Stated goal: Output all of the data below exactly as given.
===
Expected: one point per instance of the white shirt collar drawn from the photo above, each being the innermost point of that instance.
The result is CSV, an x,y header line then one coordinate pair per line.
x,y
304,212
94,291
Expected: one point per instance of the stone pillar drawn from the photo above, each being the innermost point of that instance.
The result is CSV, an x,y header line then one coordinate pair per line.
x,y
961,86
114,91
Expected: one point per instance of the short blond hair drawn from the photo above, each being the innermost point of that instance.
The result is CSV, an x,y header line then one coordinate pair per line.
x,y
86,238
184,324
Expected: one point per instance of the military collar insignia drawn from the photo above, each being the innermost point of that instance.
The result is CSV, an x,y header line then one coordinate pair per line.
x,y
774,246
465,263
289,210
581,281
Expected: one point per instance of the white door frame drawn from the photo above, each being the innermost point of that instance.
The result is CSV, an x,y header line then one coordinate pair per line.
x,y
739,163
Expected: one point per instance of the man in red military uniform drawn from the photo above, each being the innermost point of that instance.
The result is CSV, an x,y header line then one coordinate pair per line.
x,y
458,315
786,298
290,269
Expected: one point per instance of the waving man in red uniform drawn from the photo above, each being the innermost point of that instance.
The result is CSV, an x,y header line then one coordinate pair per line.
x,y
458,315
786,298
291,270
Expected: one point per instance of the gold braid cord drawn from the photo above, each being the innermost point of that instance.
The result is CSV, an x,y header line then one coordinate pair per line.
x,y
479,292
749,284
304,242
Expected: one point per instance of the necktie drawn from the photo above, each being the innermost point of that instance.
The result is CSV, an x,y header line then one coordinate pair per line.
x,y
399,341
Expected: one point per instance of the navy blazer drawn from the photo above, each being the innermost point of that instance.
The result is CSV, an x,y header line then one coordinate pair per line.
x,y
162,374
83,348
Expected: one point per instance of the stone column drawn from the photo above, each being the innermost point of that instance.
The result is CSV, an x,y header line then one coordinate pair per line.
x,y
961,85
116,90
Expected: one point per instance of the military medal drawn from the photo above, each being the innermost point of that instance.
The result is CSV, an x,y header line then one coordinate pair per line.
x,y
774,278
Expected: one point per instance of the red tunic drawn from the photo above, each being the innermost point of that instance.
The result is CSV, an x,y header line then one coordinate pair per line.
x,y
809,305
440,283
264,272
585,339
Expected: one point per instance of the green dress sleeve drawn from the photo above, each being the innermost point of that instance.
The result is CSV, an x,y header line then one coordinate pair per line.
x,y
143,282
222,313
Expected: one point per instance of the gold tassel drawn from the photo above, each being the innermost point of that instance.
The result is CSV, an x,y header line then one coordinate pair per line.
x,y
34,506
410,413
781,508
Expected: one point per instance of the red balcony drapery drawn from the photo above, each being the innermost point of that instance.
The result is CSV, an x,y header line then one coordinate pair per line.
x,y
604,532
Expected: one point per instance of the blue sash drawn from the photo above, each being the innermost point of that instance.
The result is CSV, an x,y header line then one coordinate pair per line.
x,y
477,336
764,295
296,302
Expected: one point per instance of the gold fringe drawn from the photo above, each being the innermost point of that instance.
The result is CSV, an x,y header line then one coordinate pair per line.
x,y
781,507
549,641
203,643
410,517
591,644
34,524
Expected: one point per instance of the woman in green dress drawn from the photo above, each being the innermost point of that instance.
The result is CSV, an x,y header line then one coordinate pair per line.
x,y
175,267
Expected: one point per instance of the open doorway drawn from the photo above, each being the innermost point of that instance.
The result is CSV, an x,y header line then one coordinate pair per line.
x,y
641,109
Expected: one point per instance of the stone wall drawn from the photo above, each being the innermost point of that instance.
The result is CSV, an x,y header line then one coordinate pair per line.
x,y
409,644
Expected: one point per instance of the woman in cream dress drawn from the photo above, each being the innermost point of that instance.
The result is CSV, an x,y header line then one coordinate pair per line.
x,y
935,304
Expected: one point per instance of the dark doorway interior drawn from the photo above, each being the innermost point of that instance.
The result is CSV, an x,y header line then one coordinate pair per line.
===
Solution to this task:
Expected: one point per instance of the white shirt collar drawn from the photo above, each being the innermost point of that instance.
The result is CSV, an x,y header line then one coordinate pair per line.
x,y
304,212
94,291
Expected: one point per instance of the stone pillar drawn from the photo above, each being the innermost point of that instance.
The result is CSV, an x,y header line then one coordinate pair per line.
x,y
961,86
114,91
Expected: one point per instance of the short blond hair drawn from the photo above, each being the innermost point of that instance.
The result is CSV, an x,y header line then one coordinate pair per line.
x,y
86,238
184,324
Expected: one point per instance of the military collar insignia drawn from the photo above, each being the innermost point of that instance.
The result is CSV, an x,y header line then one coordinate pair per line.
x,y
774,246
465,263
289,210
581,281
Expected: one point per instance of the white door frame drawn from the photo above, each being the innermost point of that instance.
The result is CSV, an x,y header line then one coordinate pair per line.
x,y
739,163
Expected: one point per instance of the man in red military uniform drawn from the photo above, each being the innermost point of that instance.
The result is CSV, an x,y header line then one coordinate pair per line.
x,y
458,315
786,298
290,269
Expected: one point per instance of the waving man in red uniform drawn from the photo above, each being the innermost point of that instance.
The result is CSV, an x,y header line then one coordinate pair per line.
x,y
458,315
786,298
291,270
Expected: one point per instance of the gold braid cord drawn from the photo above, each being the innermost point of that instance.
The result is CSV, an x,y header line then one coordinate pair per line.
x,y
479,292
749,284
304,242
Expected: one point per instance of the necktie drawn from the photo above, each being the innermost point of that instance.
The result is CSV, an x,y header line then one coordinate pair per line.
x,y
399,341
Expected: one point per instance of the navy blazer drawn from the photo above, each being the innermost point of that instance.
The result is CSV, an x,y header line then one coordinate pair per line.
x,y
162,374
83,348
Expected: one point per instance of the stone column drawn from the photo above, each being the innermost point of that instance.
The result is CSV, an x,y header line then one coordinate pair per line.
x,y
961,85
116,90
Expected: one point per instance of the military medal drawn from the photo above, each being the innermost point of that instance.
The result is CSV, an x,y header line then one coordinate pair per line.
x,y
774,278
Expected: one point per instance of the red tunic drawn from the photo above, each being the innermost point of that instance.
The result is CSV, an x,y header line then one coordinate pair per line.
x,y
809,305
440,283
264,272
585,339
Expected: one point per instance of the green dress sleeve drawn from the photo above, each being the innermost point of that instance.
The result is CSV, an x,y header line then one coordinate pair per line.
x,y
143,282
222,313
Expected: one point per instance of the gold tassel drawn from the photo above, each being the innermost point of that instance.
The result is CSV, an x,y header line then one coordinate pair per line.
x,y
34,506
410,413
781,508
Expected: one point per instance of the red balcony drapery drawn from the photo above, each being the innermost point of that instance.
The result is CSV, an x,y header line then one coordinate pair per line.
x,y
604,532
Expected: one point per instance of the blue sash drawn from the photo above, each being the innermost point of that instance.
The result is CSV, an x,y header line then one coordinate pair per line.
x,y
477,336
764,295
296,302
Expected: one point per instance of the gold fringe drawn from the photo above, each being the innermost point of that instance.
The result is CSV, an x,y header line then one coordinate pair per line.
x,y
781,507
549,641
203,643
410,517
591,644
34,524
Expected: one point per instance of the woman in green dress drawn from the photo above, each being the innermost point of that instance.
The result is CSV, an x,y header line then one coordinate pair per line.
x,y
175,267
Expected: one point per instance of the open doorway drawn from the photo above, each being the innermost point of that instance.
The result is CSV, an x,y header line then one coordinate pair per line.
x,y
641,109
Expected: one point per instance of the stone wall drawn from the photo above, each being the innermost point of that instance.
The result is CSV, an x,y header line then one coordinate pair per line.
x,y
409,644
Expected: one point per instance of the woman in cream dress drawn from the photo above, each being the innermost point of that instance.
The result is CSV, an x,y header line then one coordinate pair per line.
x,y
935,304
Expected: one point per instance of the dark doorway interior drawn from the photo above, each being the innermost point of that instance.
The result is CSV, an x,y header line then one coordinate pair per line.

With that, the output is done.